◆ Problems to work on:
1 - In the article on Taipei's frozen dessert hygiene tests, quote the passage from "According to 7-Eleven, the" to "branches across Taiwan.".
2 - Answer these questions from the article on Taipei's frozen dessert hygiene tests:
(a) How many frozen desserts and beverages did the Department of Health test?
(b) How many products failed to meet the hygiene standards in the first test?
(c) What did 7-Eleven say it would conduct at all of its branches across Taiwan?
3 - Write a continuation of the article on Taipei's frozen dessert hygiene tests, starting after its final sentence.

◆ Page text:
=== Begin Enclosure ===
Taipei (Taiwan News) — Out of 82 frozen desserts and beverages tested by the Taipei City Government's Department of Health, 6 fell short of the hygiene standards.
Taipei City Government today (Aug. 5) revealed the results of a third round of food hygiene tests of unpackaged frozen products and their toppings, the sale of which soars in the summer heat. A total of 74 bulk products, as well as 8 kinds of toppings, were tested, and 6 failed to meet the hygiene standards in both the first and second rounds, including products from well-known drink shops and convenience stores.
Colonies of E. coli and Coliform bacteria were discovered in samples during the first test, with 39 products failing to meet government hygiene standards. The shops whose products failed the test were given a period of time to improve the hygiene of their products, but 6 of them failed again in the second round of testing.
Products that did not meet the hygiene standards include the brown sugar oolong tea with pearls at JLD Dragon's Zhongshan-Minquan branch (吉龍糖中山民權門市), Fukuoka Yame green tea latte at 7-Eleven's Sing-Fu branch (興復門市), green tea at Beitou's Yi-ji-bang restaurant (乙吉玤創意料理), chocolate chip milkshake at CITYMILK's Da'an branch (果村企業社大安分店), sugar cane smoothie at Sugarcane Mama's Yongji branch (甘蔗の媽媽永吉店), and chocolate snow ice at Wanhua District's Sing-Chun ice shop (幸春豆花店), reported UDN.
According to 7-Eleven, the finding is an individual case at a single branch, which has been asked to improve hygienic conditions immediately. The company also said that it would conduct food safety checks at all of its branches across Taiwan.
=== End Enclosure ===
◆ Given records:
=== Begin Enclosure ===
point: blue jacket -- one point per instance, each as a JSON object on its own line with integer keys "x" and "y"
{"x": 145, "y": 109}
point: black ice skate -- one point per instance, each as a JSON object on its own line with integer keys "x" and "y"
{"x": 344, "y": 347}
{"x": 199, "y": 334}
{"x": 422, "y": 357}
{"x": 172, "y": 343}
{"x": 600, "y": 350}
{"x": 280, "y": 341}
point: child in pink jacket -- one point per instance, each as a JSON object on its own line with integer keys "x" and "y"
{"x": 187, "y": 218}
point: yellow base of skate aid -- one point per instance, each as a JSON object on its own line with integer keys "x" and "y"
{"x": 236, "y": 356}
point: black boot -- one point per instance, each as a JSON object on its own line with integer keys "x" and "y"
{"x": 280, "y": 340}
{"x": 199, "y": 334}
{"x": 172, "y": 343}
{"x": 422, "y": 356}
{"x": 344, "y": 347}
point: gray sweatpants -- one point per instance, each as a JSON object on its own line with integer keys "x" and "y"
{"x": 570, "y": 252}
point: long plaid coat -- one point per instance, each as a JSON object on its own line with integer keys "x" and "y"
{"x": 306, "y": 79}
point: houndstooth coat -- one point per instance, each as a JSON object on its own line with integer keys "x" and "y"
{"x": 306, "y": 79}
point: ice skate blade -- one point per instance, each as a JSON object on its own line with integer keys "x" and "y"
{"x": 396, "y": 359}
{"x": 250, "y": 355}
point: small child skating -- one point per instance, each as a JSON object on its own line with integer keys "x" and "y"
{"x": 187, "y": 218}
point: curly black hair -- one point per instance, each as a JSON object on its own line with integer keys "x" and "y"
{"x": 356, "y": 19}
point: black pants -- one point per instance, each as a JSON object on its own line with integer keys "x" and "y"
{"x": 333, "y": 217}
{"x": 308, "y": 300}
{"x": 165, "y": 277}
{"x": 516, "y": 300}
=== End Enclosure ===
◆ Results for the exercise:
1 -
According to 7-Eleven, the finding is an individual case at a single branch, which has been asked to improve hygienic conditions immediately. The company also said that it would conduct food safety checks at all of its branches across Taiwan.

2 -
(a) 82
(b) 39
(c) Food safety checks

3 -
Yi-ji-bang restaurant attributed the result to its ice-making machine, which is under repair at the moment. CITYMILK reportedly faulted its water and said it would change the filter more frequently in the future.
Sugarcane Mama's Yongji branch blamed its smoothie machines for the problem and promised to ensure the hygiene of its equipment and environment. Meanwhile, Sing-Chun ice shop said the product in question was bought from its supplier, whom they would ask to provide a food hygiene certificate.
The shops whose products did not pass the hygiene test are in violation of the Act Governing Food Sanitation and will thus face a fine of NT$30,000 (US$948), reported the Liberty Times. The authorities will also conduct follow-up examinations to ensure the products are up to standard.
Although the excessive number of Coliform bacteria found in the samples are unlikely to cause food poisoning, the do indicate poor hygiene. The Department of Health called for businesses to ensure up-to-standard food hygiene while making and selling their products for customers to pay close attention to the hygienic conditions of an establishment before making a purchase.